◆ **Work to do**:
Lay out the part of the records that opens with the line containing "find the small window" and runs through the end of the records as a JSON list of strings, one string per line, with blank lines left out.

◆ **Provided entries**:
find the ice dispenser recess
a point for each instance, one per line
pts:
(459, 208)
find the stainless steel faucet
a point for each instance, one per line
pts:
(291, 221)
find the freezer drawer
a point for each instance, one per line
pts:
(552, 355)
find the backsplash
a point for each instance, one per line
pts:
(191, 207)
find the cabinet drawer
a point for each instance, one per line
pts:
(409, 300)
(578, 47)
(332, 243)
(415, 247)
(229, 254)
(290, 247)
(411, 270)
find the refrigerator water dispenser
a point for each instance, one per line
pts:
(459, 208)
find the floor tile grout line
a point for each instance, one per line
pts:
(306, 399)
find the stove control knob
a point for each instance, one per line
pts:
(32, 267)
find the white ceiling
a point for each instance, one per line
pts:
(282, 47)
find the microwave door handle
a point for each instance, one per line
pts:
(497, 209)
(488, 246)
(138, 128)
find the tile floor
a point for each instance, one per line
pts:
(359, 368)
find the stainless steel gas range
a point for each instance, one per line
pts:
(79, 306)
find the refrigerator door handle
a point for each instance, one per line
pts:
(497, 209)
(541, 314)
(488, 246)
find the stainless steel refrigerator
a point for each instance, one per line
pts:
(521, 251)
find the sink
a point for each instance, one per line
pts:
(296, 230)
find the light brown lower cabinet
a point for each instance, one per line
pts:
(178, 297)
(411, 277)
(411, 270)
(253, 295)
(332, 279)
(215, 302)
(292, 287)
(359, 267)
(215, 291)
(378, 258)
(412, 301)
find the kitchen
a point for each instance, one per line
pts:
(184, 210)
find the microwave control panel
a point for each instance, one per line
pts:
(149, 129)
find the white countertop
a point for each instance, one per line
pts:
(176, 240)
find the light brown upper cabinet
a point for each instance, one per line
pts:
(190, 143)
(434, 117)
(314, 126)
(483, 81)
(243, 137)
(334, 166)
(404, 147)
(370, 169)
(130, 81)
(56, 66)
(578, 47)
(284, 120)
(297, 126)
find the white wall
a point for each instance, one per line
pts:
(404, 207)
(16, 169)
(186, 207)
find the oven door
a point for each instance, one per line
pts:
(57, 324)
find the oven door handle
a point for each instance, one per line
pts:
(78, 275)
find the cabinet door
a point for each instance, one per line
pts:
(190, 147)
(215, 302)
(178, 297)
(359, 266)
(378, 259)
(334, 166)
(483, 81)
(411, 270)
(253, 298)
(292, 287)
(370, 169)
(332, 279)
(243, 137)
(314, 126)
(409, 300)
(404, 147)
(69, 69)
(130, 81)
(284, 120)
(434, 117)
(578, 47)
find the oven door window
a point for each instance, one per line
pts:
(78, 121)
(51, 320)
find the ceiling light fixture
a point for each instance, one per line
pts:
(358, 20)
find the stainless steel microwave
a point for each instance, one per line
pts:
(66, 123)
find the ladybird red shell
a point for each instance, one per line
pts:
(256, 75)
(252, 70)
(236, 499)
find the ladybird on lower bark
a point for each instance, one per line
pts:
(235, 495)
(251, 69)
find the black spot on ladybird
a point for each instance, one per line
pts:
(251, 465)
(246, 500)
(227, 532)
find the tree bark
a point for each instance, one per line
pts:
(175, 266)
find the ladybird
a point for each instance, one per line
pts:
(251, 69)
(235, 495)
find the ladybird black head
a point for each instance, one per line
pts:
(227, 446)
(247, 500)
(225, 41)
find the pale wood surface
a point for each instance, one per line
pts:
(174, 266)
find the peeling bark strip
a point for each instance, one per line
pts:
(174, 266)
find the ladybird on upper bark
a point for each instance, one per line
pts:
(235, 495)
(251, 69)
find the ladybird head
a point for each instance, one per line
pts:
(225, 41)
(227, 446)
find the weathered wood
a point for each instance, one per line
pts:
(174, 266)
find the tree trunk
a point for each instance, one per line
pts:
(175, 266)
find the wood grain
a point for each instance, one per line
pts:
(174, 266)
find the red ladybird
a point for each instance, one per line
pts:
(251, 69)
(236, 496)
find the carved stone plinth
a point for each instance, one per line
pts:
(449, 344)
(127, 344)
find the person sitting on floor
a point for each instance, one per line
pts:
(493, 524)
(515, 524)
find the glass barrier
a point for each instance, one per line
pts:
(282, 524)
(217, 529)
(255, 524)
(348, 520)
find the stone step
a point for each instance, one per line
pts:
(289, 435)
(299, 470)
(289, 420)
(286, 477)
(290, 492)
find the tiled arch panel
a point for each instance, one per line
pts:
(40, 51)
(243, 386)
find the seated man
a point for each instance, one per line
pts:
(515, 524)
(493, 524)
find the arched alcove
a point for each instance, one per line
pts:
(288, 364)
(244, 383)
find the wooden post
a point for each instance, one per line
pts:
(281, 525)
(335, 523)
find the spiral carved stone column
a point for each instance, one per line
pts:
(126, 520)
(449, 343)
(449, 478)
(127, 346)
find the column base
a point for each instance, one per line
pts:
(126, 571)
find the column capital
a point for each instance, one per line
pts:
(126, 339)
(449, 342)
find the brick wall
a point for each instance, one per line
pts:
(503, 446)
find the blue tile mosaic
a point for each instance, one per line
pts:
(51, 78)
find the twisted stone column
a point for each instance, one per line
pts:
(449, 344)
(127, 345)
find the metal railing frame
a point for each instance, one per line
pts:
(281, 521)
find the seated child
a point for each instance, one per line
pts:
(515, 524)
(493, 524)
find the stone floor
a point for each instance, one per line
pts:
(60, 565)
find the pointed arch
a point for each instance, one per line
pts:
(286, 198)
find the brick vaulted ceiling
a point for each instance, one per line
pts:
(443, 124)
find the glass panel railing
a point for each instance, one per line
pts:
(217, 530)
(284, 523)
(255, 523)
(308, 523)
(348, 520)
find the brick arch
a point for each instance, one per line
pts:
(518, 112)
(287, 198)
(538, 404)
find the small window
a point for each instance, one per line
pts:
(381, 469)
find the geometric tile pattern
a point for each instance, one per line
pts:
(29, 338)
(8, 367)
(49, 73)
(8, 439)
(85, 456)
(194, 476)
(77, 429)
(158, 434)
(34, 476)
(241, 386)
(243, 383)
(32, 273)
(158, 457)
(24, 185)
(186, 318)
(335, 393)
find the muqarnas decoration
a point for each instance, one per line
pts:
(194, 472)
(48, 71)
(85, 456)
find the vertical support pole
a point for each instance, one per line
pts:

◆ **Answer to this problem**:
[
  "find the small window",
  "a point for each instance, one per line",
  "pts:",
  "(381, 469)",
  "find the geometric tile pattern",
  "a point for each instance, one per line",
  "pts:",
  "(29, 338)",
  "(8, 367)",
  "(49, 73)",
  "(8, 439)",
  "(85, 456)",
  "(194, 476)",
  "(77, 429)",
  "(158, 434)",
  "(34, 476)",
  "(241, 386)",
  "(243, 383)",
  "(32, 273)",
  "(158, 457)",
  "(24, 185)",
  "(186, 318)",
  "(335, 393)",
  "find the muqarnas decoration",
  "a point for each instance, one per line",
  "pts:",
  "(194, 472)",
  "(48, 71)",
  "(85, 456)",
  "find the vertical support pole",
  "a point for each instance, one per line",
  "pts:"
]